TEXT BLOCK:
⁂
The instruction set for this example computer could look like this:

00 EMA Exchange Memory and Accumulator 01 CAS Compare and Skip 02 LDA Load Accumulator 03 STA Store Accumulator 04 ADD Add 05 SUB Subtract 06 MUL Multiply 07 DIV Divide 10 AND And 11 ORA Or with Accumulator 12 XOR Exclusive Or 17 DVX Divide Extensibly 20 LEM Long Exchange with Memory 21 LCS Long Compare and Skip 22 LLD Long Load 23 LST Long Store 24 LAD Long Add 25 LSB Long Subtract 26 LMP Long Multiply 27 LDV Long Divide 30 LAN Long And 31 LOR Long Or 32 LXR Long Exclusive Or 37 LDX Long Divide Extensibly 40 FEM Floating Exchange with Memory 41 FCS Floating Compare and Skip 42 FLD Floating Load 43 FST Floating Store 44 FAD Floating Add 45 FSB Floating Subtract 46 FMP Floating Multiply 47 FDV Floating Divide 50 DEM Double Exchange with Memory 51 DCS Double Compare and Skip 52 DLD Double Load 53 DST Double Store 54 DAD Double Add 55 DSB Double Subtract 56 DMP Double Multiply 57 DDV Double Divide 62 LDX Load Index 63 STX Store Index 64 JMP Jump 65 JSR Jump to Subroutine

for the memory-reference instructions. The index field in the load and store index instructions would indicate which index register is the destination of the instruction, instead of indicating indexing (this trick actually was used in some real computers). Subroutines would begin with an address, and the return address would be stored at the location pointed to by that address: thus, the action of the jump to subroutine instruction would be to store the address of the instruction following it where the address at its destination points, and then branch to the location following its destination.
⁂
GIVEN ENTRIES:
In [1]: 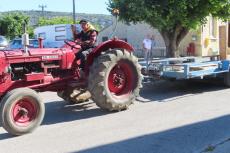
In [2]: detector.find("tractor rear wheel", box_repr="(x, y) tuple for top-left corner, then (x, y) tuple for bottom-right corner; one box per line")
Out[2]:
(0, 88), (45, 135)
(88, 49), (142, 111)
⁂
REQUIREMENT 1: In the instruction set text, what does the index field indicate in the load index and store index instructions?
REQUIREMENT 2: Please write the next part of the instruction set text, continuing after its final sentence.

FINAL ANSWER 1: It indicates which index register is the destination of the instruction, instead of indicating indexing.

FINAL ANSWER 2:
Opcode 70 would be used for the shift instructions, opcode 71 for the operate instructions, and opcode 76 for input-output instructions.

Integers are represented, as illustrated above, in binary notation. Instead of dealing with integers from 0 to 16,777,215, however, the computer also deals with negative numbers, and uses two's complement notation to do so.

The example architecture above is not very different from some real 24-bit architectures, having a layout of its instruction word very similar to that of the SDS 9300 and the DDP-224.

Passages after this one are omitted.